To do:
a: Decide whether each statement agrees with the text on children's hearing tests, answering yes or no and quoting the words from the text that settle it.
(i) Head movement in response to sound usually starts by the sixth month.
(ii) Infants can stay awake during the ASSR test.
(iii) For the ABR test, receptors go on the forehead and behind the ears.
b: Please answer these questions from the text on children's hearing tests.
(i) Which test is performed alongside the ABR test?
(ii) Before what age do most infants show eye movement in response to sound?
(iii) In what visual form does the computer program display ABR results?
c: Carry the text on children's hearing tests forward from its final sentence.

Extract to read:
****
Behavioral Testing - Behavioral testing involves observing a child's behavior in reaction to noises produced or instructions given. For example, one type of test might measure a child's response to speech, while another might test a response to specific frequencies of sound.
In infants, one of the most common behavioral tests observes head and eye movement in response to sound. Most infants will demonstrate eye movement somewhere before the third or fourth month. Head movement typically begins no later than the sixth month. As long as an infant demonstrates the proper response to sound through eye and head movement, it is assumed he is hearing at least moderately well.
Physiologic Testing - Physiologic testing involves using sophisticated testing equipment to measure the response of nerves and brain pathways. They are used for newborn screening as well as for children whose behavioral responses to sound can't be relied upon. The most common forms of physiologic testing are:
- auditory brainstem response (ABR)
- auditory steady state response (ASSR)
- otoacoustic emissions (OAE)
Auditory Brainstem Response (ABR)
ABR is a test which uses tiny earphones and small electronic receptors placed on the forehead and behind the ears. With the earphones gently inserted into the outer ear, various sounds are broadcast. The electronic receptors measure the response of the brain and nerves to these sounds. Those measurements are fed into a sophisticated computer program which calculates the response and displays them visually as waveforms. If those waveforms fall within normal parameters, it's a good sign that the child is hearing properly. Those that fall outside the parameters may be an indication of hearing loss or some other medical issue.
Auditory Steady State Response (ASSR)
The ASSR test is performed alongside the ABR test. For infants, it's necessary that they be asleep or sedated during this test. Older children who are able to sit still might be able to sit for the test without sedation. The test is conducted by introducing sound into the ear canal and measuring the brain's response in a way that establishes volume levels. In other words, while the ABR test simply establishes that sound waves are being correctly interpreted by the brain, the ASSR test helps to measure the "volume" of those signals as they reach the brain.
****
Listed records:
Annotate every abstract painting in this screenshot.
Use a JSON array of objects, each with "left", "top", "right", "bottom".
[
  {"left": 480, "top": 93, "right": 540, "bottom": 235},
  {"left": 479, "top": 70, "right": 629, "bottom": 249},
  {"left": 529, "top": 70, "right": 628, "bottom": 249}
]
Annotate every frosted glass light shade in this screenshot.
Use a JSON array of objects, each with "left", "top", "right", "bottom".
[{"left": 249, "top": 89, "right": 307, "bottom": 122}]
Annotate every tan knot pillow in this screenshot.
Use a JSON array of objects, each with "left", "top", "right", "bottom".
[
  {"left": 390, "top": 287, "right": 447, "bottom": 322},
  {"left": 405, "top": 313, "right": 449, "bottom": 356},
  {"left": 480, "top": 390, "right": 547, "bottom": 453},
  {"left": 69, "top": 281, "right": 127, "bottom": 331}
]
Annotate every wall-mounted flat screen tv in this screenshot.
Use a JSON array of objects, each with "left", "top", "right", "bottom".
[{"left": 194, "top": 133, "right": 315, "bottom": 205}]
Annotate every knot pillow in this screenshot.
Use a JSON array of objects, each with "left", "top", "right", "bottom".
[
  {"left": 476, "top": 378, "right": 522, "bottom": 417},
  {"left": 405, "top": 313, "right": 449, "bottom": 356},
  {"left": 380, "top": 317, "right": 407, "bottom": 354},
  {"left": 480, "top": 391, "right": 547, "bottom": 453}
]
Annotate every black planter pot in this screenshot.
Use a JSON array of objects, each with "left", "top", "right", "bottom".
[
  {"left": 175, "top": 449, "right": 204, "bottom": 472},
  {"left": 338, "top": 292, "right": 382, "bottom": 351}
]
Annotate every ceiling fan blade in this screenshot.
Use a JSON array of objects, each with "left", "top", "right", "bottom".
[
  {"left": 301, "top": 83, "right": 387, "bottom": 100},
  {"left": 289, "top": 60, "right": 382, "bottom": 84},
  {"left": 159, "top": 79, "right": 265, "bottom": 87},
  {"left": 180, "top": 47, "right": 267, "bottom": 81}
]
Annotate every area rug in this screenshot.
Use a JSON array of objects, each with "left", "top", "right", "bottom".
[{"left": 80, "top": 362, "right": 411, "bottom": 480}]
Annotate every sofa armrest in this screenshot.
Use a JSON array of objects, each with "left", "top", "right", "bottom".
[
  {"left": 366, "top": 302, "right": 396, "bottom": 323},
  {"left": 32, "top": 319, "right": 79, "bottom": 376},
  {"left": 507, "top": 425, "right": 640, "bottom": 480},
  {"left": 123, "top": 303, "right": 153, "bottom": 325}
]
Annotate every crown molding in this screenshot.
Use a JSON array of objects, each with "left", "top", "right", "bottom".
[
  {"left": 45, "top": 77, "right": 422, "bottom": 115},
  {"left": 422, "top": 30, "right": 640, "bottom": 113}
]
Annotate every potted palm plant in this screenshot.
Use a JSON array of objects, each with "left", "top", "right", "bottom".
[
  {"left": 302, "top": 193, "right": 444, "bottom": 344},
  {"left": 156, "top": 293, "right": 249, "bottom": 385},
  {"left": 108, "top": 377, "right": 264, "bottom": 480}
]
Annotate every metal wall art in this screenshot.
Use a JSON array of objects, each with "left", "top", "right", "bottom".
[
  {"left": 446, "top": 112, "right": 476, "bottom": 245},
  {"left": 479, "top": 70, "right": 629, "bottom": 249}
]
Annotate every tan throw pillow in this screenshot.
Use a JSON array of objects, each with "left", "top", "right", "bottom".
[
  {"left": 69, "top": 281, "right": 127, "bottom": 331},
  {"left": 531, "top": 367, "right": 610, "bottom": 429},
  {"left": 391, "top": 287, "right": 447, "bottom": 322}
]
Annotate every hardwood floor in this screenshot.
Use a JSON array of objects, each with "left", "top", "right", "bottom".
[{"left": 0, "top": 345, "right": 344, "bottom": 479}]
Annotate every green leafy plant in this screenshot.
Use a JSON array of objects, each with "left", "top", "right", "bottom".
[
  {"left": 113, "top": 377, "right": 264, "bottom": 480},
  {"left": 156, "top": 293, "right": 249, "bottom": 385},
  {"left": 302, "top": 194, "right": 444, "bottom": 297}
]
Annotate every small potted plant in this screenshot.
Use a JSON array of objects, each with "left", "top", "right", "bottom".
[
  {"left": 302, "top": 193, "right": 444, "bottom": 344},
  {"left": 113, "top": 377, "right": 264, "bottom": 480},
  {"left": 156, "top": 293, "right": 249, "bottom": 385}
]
****
Outputs by task:
a:
(i) Yes: "Head movement typically begins no later than the sixth month."
(ii) No: "For infants, it's necessary that they be asleep or sedated during this test."
(iii) Yes: "small electronic receptors placed on the forehead and behind the ears"

b:
(i) The ASSR test
(ii) Before the third or fourth month
(iii) As waveforms

c:
Otoacoustic Emissions (OAE)
In this test, doctors are measuring the echo of sound waves in the inner ear. The construction of the inner ear produces some measure of echo which is then interpreted by the cochlea and transmitted into auditory signals sent to the brain. With this test a small probe is inserted into the ear canal which will be used to create sound pulses and measure their echo effect. The echoes are recorded and run through a computer program which averages them together in order to produce the results.
The tympanometry test does not actually measure hearing function as a physical response to sound. Rather, it tests the reaction of the eardrum when a sound is introduced. For this test, the audiologist will inject a slight puff of air as well as a soft sound into the ear canal and then measure the response of the eardrum to the pressure. If the eardrum shows little responsiveness it could mean hearing loss is present. A normal response by the eardrum is an indication that it is functioning properly.
A combination of these physiological tests is used for newborn screening. They also may be used on older infants and toddlers who demonstrate symptoms that would indicate moderate to severe hearing loss. In either case, young children can easily adapt to hearing issues if they are discovered and treated early enough. This is why it's important to have newborn screening done then followed up by regular hearing tests with your pediatrician. Hearing loss can certainly be challenging to children but it doesn't need to be the controlling factor in their lives or their development.